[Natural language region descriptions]
##########

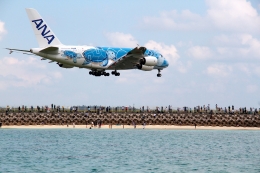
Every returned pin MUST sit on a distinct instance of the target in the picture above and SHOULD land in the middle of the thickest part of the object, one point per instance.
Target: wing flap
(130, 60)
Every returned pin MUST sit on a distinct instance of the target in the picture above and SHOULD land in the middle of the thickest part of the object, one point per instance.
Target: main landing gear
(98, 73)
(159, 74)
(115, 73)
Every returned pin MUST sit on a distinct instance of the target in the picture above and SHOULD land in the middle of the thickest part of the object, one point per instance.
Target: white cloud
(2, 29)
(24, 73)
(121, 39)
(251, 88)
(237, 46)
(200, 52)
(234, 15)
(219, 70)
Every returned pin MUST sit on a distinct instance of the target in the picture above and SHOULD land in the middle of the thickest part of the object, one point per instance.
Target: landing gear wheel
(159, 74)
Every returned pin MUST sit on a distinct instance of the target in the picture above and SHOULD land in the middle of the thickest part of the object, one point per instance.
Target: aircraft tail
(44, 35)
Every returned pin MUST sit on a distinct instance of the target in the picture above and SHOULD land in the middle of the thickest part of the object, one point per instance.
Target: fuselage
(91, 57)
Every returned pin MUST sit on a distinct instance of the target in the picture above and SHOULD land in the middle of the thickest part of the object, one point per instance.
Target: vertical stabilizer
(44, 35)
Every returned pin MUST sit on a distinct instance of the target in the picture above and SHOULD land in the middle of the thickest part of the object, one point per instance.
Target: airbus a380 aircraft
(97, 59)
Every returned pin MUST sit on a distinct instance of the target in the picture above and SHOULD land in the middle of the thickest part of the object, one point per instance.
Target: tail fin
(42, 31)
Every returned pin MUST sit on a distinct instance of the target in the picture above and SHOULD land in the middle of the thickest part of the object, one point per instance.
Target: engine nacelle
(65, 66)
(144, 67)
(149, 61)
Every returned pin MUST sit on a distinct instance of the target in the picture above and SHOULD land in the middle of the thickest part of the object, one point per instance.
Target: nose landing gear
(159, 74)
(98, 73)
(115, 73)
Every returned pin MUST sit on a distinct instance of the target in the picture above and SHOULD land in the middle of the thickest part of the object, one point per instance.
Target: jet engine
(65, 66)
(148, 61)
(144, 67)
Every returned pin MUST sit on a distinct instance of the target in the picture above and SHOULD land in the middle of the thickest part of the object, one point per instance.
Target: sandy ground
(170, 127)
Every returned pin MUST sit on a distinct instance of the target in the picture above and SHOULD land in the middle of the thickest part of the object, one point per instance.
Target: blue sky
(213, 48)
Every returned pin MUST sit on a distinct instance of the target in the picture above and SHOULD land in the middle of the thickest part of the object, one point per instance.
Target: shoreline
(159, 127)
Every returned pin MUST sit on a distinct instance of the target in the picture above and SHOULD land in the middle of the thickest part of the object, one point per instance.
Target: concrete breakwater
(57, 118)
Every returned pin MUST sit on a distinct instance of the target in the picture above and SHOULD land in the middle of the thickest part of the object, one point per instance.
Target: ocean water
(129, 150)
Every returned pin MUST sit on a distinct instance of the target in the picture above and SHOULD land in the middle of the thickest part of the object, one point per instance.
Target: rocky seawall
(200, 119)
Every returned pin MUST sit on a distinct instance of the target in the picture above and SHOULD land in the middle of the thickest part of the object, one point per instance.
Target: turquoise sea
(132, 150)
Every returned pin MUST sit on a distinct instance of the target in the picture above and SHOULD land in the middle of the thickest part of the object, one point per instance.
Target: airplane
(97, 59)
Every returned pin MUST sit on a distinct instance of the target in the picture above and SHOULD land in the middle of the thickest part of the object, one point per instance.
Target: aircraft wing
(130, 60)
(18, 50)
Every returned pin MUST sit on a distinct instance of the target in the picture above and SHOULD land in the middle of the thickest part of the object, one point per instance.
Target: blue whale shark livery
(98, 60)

##########

● WHAT IS REQUIRED
Would you set down every line of the data above exactly, skipping the pictures?

● EXERCISE ANSWER
Every returned pin MUST sit on a distinct instance of the target in the picture above and SHOULD land in the middle of the thickest part of the object, one point per instance.
Target: wing flap
(130, 60)
Every returned pin MUST sit on a distinct instance of the target in the picture above and SHOULD land in the middle of the thickest part of the object, one point per instance.
Target: main landing gear
(98, 73)
(159, 74)
(115, 73)
Every returned pin MUST sit on a distinct instance of the target in the picture above and SHOULD land in the middle of the thickest part of the object, one point per instance.
Target: white cloud
(2, 29)
(24, 73)
(121, 39)
(251, 88)
(237, 46)
(200, 52)
(234, 15)
(219, 70)
Every returned pin MUST sit on a distinct instance of the target in the picture above and SHOULD land in the middle of the thickest part of the object, one point per instance.
Target: landing gear wheel
(159, 74)
Every returned pin MUST sit on a distinct instance of the target in the picture above and SHOULD land in the middle of the thickest part of the object, one point per instance.
Target: aircraft tail
(44, 35)
Every returned pin MUST sit on a distinct instance of the target in the picture above and SHOULD land in the middle of the thickest part of the object, one point per instance.
Target: fuselage
(91, 57)
Every returned pin MUST sit on a distinct instance of the target in the picture above and SHOULD land in the middle of the thickest part of the object, one point per instance.
Target: vertical stabilizer
(44, 35)
Every returned pin MUST sit on a distinct instance of the target in the picture above and SHOULD land in the middle of the thickest part of the object, one point per instance.
Target: airbus a380 aircraft
(97, 59)
Every returned pin MUST sit on a distinct instance of the target in the picture above and SHOULD land in the middle of the thickest part of the object, one point per instance.
Target: tail fin
(42, 31)
Every returned pin MUST sit on a distinct instance of the target in the picture above and SHOULD land in the middle of the thickest part of the object, one point per instance.
Target: engine nacelle
(65, 66)
(144, 67)
(149, 61)
Every returned pin MUST sit on a distinct instance of the target in the picture above and SHOULD land in the middle of the thickest part of the object, one point per instance.
Target: nose landing gear
(159, 74)
(98, 73)
(115, 73)
Every returned pin MUST sit on a distinct instance of the target in the picture above and SHOULD land in the middle of the thickest part of the object, one point per instance.
Target: jet engine
(65, 66)
(148, 61)
(144, 67)
Every returned pin MUST sit on a distinct instance of the target in the picture above and SHOULD land in the middle of the thickest part of the object, one point per instance.
Target: sandy ground
(170, 127)
Every returned pin MUST sit on a distinct instance of the target in the picture above and SHOULD land in the middle of the thickest part of the object, one point per instance.
Target: blue sky
(213, 48)
Every returned pin MUST sit on a distinct instance of the target in the picture above and SHOULD land in the middle of the thickest part of the object, one point per instance.
Target: shoreline
(159, 127)
Every returned pin MUST sit on a distinct instance of the target in the picture above and SHOULD land in the middle of the thickest part of the object, one point per instance.
Target: concrete breakwater
(57, 118)
Every returned pin MUST sit on a distinct instance of the target in the picture above and SHOULD land in the middle of the thickest part of the object, one point per instance.
Target: ocean water
(129, 150)
Every returned pin MUST sit on a distinct instance of the target in the picture above and SHOULD land in the middle of the thickest part of the object, one point per instance.
Target: rocky seawall
(200, 119)
Every returned pin MUST sit on a distinct instance of the target in the picture above and SHOULD land in the middle of the thickest part of the object, one point per instance.
Target: turquoise sea
(132, 150)
Every returned pin MUST sit on a distinct instance of the target in the picture above and SHOULD land in the middle of the thickest part of the object, one point per instance.
Target: airplane
(97, 59)
Every returned pin MUST sit on a distinct instance of the target in the picture above and SHOULD land in the middle of the thickest part of the object, one point per instance.
Target: aircraft wing
(130, 60)
(18, 50)
Every returned pin MUST sit on a distinct instance of the target in the picture above and SHOULD land in the middle of the thickest part of the object, one point per instance.
Target: blue whale shark livery
(98, 60)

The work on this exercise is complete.